**Ihre Aufgabe:**
Zeigen Sie jede Zeile der folgenden Daten, in der das Wort „tree“ vorkommt.

[Segmentierungsdaten]
--- --- ---
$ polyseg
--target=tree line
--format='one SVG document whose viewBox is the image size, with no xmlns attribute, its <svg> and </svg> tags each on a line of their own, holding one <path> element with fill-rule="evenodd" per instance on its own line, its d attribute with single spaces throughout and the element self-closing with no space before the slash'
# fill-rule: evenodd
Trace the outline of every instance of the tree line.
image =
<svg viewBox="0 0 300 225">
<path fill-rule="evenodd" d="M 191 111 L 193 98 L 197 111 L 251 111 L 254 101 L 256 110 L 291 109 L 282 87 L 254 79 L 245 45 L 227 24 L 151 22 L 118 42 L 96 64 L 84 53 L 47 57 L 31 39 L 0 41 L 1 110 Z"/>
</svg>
--- --- ---
**Ergebnis der Aufgabe:**
--target=tree line
Trace the outline of every instance of the tree line.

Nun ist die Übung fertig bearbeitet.